## [DIRECTION]
Reproduce the listing below from its first line through the line holding "<point>833,215</point>", both ends included, scaling every point coordinate in the answers by 1.3 and rounding each to a whole number, with halves rounded up. Leave the request text unchanged, and give only those lines.

[Records]
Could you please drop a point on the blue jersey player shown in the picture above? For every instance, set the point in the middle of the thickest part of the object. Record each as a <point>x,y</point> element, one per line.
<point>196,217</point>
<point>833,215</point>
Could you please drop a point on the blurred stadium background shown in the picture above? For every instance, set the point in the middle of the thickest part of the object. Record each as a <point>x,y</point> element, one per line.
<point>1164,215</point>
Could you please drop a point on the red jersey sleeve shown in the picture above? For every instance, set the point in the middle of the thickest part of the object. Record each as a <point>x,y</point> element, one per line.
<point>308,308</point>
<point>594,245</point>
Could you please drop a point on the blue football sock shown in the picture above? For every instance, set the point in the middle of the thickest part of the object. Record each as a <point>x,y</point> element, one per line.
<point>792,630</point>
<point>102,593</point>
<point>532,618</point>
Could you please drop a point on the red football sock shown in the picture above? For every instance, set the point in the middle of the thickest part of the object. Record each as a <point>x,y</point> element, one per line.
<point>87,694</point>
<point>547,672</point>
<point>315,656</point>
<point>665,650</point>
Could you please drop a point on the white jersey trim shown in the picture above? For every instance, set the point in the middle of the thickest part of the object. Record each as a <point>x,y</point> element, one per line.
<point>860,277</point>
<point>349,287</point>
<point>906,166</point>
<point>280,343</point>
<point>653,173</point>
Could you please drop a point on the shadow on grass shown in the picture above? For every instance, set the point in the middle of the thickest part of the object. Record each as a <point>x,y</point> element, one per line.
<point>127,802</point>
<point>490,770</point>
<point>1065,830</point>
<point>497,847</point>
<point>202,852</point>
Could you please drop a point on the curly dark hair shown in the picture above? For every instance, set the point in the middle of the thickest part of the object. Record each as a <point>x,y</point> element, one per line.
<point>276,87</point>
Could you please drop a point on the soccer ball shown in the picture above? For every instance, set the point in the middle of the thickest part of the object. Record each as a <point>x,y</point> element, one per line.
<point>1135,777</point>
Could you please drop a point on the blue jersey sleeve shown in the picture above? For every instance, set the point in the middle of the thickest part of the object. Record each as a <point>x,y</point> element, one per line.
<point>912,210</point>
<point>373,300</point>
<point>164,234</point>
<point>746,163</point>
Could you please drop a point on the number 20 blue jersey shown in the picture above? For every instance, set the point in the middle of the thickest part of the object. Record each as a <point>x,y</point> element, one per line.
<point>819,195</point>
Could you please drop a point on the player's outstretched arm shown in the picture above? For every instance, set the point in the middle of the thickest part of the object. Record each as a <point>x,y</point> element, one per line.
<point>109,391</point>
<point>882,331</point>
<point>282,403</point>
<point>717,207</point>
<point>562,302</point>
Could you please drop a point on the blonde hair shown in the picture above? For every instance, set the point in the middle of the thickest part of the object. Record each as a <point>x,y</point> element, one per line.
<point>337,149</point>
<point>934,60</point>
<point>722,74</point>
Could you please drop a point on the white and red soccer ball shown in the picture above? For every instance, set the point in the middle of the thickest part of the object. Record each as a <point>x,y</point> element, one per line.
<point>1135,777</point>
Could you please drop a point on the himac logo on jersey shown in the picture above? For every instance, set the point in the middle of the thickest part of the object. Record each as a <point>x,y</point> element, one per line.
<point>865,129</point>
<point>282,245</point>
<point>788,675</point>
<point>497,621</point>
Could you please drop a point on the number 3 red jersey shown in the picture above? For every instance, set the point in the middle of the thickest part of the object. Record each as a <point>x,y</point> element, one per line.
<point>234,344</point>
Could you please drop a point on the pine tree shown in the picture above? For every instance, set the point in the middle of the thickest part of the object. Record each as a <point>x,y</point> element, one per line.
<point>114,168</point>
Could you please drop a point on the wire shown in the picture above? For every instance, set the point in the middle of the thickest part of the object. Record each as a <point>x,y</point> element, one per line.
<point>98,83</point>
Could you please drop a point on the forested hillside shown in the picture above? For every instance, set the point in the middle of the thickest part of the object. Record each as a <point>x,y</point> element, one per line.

## [ANSWER TO THIS TASK]
Could you please drop a point on the blue jersey player shown in the picture above? For every instance, set the point in the middle of the thickest part of the object. Record each as a <point>x,y</point> element, one per line.
<point>255,282</point>
<point>1083,280</point>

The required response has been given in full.